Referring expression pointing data

============================================================

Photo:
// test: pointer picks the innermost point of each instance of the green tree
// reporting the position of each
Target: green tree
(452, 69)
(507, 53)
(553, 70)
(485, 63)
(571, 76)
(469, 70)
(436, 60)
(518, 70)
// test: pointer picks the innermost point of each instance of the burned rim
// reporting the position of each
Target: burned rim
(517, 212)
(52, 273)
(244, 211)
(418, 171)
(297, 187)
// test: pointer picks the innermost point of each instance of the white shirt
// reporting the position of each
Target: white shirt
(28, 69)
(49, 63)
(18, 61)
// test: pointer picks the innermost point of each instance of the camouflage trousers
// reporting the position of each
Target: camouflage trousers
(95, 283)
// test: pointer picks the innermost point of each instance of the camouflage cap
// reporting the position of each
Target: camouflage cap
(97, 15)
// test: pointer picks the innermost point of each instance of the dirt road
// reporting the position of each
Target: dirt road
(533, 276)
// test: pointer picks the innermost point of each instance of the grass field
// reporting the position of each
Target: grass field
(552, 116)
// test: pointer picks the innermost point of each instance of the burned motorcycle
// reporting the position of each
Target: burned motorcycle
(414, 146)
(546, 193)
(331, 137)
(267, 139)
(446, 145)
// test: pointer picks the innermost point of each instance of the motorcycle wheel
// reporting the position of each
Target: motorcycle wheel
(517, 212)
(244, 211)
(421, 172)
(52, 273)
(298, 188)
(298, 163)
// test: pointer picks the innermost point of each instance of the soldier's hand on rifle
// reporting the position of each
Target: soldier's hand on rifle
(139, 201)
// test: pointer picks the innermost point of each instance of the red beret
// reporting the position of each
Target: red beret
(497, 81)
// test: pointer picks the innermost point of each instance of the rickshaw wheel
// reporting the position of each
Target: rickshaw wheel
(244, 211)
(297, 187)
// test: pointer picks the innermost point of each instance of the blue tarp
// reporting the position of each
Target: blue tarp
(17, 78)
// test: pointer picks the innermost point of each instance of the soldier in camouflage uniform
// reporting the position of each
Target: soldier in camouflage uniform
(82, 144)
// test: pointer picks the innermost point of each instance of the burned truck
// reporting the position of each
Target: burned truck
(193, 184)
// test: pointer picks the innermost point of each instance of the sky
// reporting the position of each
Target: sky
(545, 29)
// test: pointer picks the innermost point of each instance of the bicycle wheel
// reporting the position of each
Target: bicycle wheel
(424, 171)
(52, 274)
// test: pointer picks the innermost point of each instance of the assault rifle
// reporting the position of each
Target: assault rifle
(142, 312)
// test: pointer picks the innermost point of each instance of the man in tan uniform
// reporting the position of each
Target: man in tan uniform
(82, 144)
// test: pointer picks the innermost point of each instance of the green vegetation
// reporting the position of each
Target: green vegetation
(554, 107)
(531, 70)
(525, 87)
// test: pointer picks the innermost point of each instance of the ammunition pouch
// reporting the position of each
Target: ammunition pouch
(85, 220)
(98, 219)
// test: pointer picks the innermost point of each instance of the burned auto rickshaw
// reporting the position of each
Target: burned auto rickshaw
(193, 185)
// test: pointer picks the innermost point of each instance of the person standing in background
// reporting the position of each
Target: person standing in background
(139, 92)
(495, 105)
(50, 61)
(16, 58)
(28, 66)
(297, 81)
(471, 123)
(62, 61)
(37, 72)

============================================================

Problem details: All entries are to be printed once more, exactly as given.

Result below:
Photo:
// test: pointer picks the innermost point of each instance of the green tree
// reporting the position of each
Target: green tree
(452, 69)
(507, 53)
(553, 70)
(485, 63)
(571, 76)
(469, 70)
(436, 60)
(518, 70)
// test: pointer picks the innermost point of each instance of the burned rim
// reporting the position of each
Target: burned rim
(517, 212)
(52, 273)
(244, 211)
(418, 171)
(297, 187)
// test: pointer picks the innermost point of each instance of the white shirt
// reporting the position of each
Target: white shirt
(28, 69)
(49, 63)
(18, 61)
// test: pointer picks the innermost point of each instance of the camouflage trousers
// reporting the position of each
Target: camouflage trousers
(95, 283)
// test: pointer picks the innermost point of each instance of the camouflage cap
// reporting the position of each
Target: camouflage cap
(97, 15)
// test: pointer picks the innermost point of each instance of the dirt road
// reporting the position of each
Target: dirt road
(533, 276)
// test: pointer picks the innermost point of each instance of the grass field
// reporting the position of each
Target: grass field
(552, 116)
// test: pointer picks the innermost point of each instance of the burned motorcycle
// reporting the position of each
Target: burned motorcycle
(414, 146)
(546, 193)
(331, 137)
(267, 139)
(446, 145)
// test: pointer picks the innermost point of each instance of the motorcycle wheel
// reporting the position of each
Target: motorcycle wheel
(517, 212)
(244, 211)
(421, 172)
(52, 273)
(298, 188)
(298, 163)
// test: pointer picks the innermost point of each instance of the soldier's hand on rifle
// reporting the position of each
Target: soldier's hand on rifle
(139, 201)
// test: pointer picks the innermost point of each instance of the red beret
// reporting the position of each
Target: red beret
(497, 81)
// test: pointer picks the innermost point of each instance of the rickshaw wheel
// reporting the position of each
Target: rickshaw wheel
(244, 211)
(297, 187)
// test: pointer picks the innermost point of each instance of the blue tarp
// reporting the position of each
Target: blue tarp
(17, 78)
// test: pointer picks the innermost point of each instance of the soldier in camouflage uniform
// reporting the position of each
Target: soldier in camouflage uniform
(82, 144)
// test: pointer picks the innermost point of each instance of the burned truck
// reporting the position of each
Target: burned truck
(193, 184)
// test: pointer picks the innermost point of each instance of the sky
// reporting the position of each
Target: sky
(545, 29)
// test: pointer picks the innermost point of each instance of the bicycle wheel
// reporting the position of each
Target: bicycle wheel
(424, 171)
(52, 274)
// test: pointer picks the innermost point of each instance of the assault rifle
// reporting the position of each
Target: assault rifle
(142, 312)
// test: pointer picks the innermost point of each instance of the man in tan uniform
// reporting the position of each
Target: man in tan uniform
(82, 144)
// test: pointer picks the innermost point of each instance of the green vegetation
// reporting the position of each
Target: green vegetation
(554, 107)
(531, 70)
(525, 87)
// test: pointer picks the innermost point of each instance of the ammunition pouch
// reporting the position of each
Target: ammunition pouch
(85, 220)
(98, 219)
// test: pointer picks the innermost point of each instance of the burned auto rickshaw
// reporting the position of each
Target: burned auto rickshaw
(193, 185)
// test: pointer picks the innermost point of each instance of the person standing in background
// reporting the position of each
Target: person standing in background
(139, 92)
(495, 105)
(50, 61)
(16, 58)
(28, 66)
(297, 81)
(471, 123)
(62, 61)
(37, 72)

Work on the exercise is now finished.